[[ Records for the exercise open ]]

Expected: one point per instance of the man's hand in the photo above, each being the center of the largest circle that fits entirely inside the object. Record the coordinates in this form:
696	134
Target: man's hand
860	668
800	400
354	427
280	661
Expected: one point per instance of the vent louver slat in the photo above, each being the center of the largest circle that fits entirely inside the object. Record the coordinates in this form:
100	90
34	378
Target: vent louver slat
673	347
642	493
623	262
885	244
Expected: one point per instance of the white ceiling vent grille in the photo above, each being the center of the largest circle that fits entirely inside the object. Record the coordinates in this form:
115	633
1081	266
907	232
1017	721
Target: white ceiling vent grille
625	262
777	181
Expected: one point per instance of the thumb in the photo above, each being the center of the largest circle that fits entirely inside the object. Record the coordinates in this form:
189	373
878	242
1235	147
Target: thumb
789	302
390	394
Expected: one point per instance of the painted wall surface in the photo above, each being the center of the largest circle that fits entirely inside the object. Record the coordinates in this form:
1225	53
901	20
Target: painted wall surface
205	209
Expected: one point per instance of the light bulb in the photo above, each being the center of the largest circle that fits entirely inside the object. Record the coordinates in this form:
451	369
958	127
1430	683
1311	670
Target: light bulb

[[ Records for the exercise closed ]]

_Aim of the exercise_.
Go through the listing and transcribe all of it exactly.

_Answer to this task_.
Expected: one point per instance of the man's hand in the photo above, each being the center of the largest circle that fits entirely inside the object. Record the coordinates in this form:
696	134
Target: man's hand
860	668
800	400
354	427
280	661
Expected: one point per instance of the vent louver slat in the photo above, each being the center of the largest circle that fits entirely inside the object. Record the coordinates in this form:
100	90
34	378
Target: vent louver slat
673	347
642	493
623	262
885	244
Expected: one point per instance of the white ceiling vent grille in the photo above, each being the center of the largest circle that fits entirely inside the object. Record the coordinates in this form:
115	633
1081	266
907	232
1017	721
Target: white ceiling vent grille
625	262
777	181
Expected: one point per instance of the thumb in the photo above, each being the center of the largest circle that fits entirely inside the object. Record the coordinates in this form:
189	373
878	242
1235	147
Target: thumb
789	302
390	394
Expected: one point per instance of the painted wall surface in the photo above, each being the center of the largest circle that fits entirely inside the object. Record the coordinates in this form:
1225	53
901	20
Target: painted wall surface
205	209
Expected: one point per instance of the light bulb in the photo above, each being the center of the largest circle that fits entirely inside the object. Record the coordinates in this form:
451	369
958	127
1430	683
1311	670
Target: light bulb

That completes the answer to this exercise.